### Raw records
:::

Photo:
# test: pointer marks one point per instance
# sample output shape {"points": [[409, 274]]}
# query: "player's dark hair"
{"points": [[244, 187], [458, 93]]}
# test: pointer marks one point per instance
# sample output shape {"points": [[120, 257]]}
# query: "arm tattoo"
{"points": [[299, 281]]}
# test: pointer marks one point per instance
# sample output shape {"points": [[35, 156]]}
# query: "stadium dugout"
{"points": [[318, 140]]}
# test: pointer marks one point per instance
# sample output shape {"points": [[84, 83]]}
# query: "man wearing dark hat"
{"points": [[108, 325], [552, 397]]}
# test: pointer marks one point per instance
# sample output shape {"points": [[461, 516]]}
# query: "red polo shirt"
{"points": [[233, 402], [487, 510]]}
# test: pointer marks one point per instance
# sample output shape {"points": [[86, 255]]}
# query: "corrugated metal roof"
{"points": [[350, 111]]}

:::

### Exercise directions
Convert the lines above into a JSON list of strings, one string per line, leaving out any blank lines.

### Task solution
[
  "Photo:",
  "# test: pointer marks one point per instance",
  "# sample output shape {\"points\": [[409, 274]]}",
  "# query: \"player's dark hair\"",
  "{\"points\": [[244, 187], [458, 93]]}",
  "# test: pointer marks one point per instance",
  "# sample output shape {\"points\": [[120, 257]]}",
  "# query: \"arm tattoo\"",
  "{\"points\": [[299, 281]]}",
  "# test: pointer marks one point per instance",
  "# sample output shape {\"points\": [[35, 156]]}",
  "# query: \"stadium dugout\"",
  "{\"points\": [[318, 140]]}",
  "# test: pointer marks one point per instance",
  "# sample output shape {\"points\": [[84, 83]]}",
  "# query: \"man wearing dark hat\"",
  "{\"points\": [[108, 325], [552, 397]]}",
  "# test: pointer marks one point per instance",
  "# sample output shape {\"points\": [[461, 516]]}",
  "# query: \"red polo shirt\"",
  "{\"points\": [[233, 402], [487, 510]]}",
  "# test: pointer marks one point per instance",
  "# sample output shape {\"points\": [[86, 255]]}",
  "# query: \"corrugated metal roof\"",
  "{\"points\": [[350, 111]]}"
]